_TASK PROMPT:_ Copy the passage below from "In the army" up to and including "gruesomely.", swapping "pliers" for "wire cutters".

_EXCERPTED PASSAGE:_
◆ ◆ ◆
On Fri, 18 Mar 2005 20:55:04 +0000, Martin Brown
wrote:


An innocent looking but aging and brittle 5L plastic pink parafin
container in a greenhouse that on careful inspection turned out to
be full of 35% HF ("glass cleaner"). I put it down again very very
carefully. Had it ruptured I would be dead. Specialist disposal
required. The HF *safety* film is notorious for causing lost time
accidents. *


.... the worst I ever encountered while clearing out a shed was jars
full of cyanide but I think that HF beats that. I remember seeing
(probably the same?) HF safety film - probably one of the grossest
things I have ever seen!


My grandfather worked in an armaments factory and lived in a
secluded spot on the banks of a famous salmon river. After he died,
his shed was cleared out by the bomb squad :~}

Janet


In the army in the late 60s/70s, I used to regularly have to sit
through a film called "not worth dying for", about the dangers of
mishandling ammunition and explosives. Now that was gross, and very
graphic. One scene was about an artillery man who brought the fuse of
a shell home and proceeeded to take it apart in his shed with a pair
of pliers. Trashed the shed, himself and his little brother, very
gruesomely.
◆ ◆ ◆
_DATA FOR ANALYSIS:_
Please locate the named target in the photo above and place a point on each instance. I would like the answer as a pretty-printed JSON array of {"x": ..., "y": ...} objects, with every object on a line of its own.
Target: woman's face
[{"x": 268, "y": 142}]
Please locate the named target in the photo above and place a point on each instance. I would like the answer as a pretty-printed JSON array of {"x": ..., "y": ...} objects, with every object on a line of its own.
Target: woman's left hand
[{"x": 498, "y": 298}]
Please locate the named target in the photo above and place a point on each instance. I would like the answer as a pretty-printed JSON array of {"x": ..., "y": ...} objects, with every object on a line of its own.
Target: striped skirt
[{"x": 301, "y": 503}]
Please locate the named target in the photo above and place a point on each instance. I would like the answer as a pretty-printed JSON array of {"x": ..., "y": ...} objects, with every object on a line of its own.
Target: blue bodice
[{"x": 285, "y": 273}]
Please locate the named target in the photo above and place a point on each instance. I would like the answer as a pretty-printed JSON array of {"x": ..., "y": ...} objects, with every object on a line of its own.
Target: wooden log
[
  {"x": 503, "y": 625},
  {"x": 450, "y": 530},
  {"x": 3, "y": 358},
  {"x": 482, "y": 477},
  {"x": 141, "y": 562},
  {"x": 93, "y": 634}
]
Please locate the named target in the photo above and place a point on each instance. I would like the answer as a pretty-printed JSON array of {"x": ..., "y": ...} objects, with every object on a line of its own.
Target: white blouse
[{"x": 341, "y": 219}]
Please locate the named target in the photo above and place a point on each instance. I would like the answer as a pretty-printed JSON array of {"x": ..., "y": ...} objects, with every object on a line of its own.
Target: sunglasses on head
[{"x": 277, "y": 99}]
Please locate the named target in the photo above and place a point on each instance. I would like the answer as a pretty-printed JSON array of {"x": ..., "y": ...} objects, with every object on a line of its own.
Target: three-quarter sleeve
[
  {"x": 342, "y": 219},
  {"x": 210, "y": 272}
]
◆ ◆ ◆
_SOLUTION TO THIS TASK:_
In the army in the late 60s/70s, I used to regularly have to sit
through a film called "not worth dying for", about the dangers of
mishandling ammunition and explosives. Now that was gross, and very
graphic. One scene was about an artillery man who brought the fuse of
a shell home and proceeeded to take it apart in his shed with a pair
of wire cutters. Trashed the shed, himself and his little brother, very
gruesomely.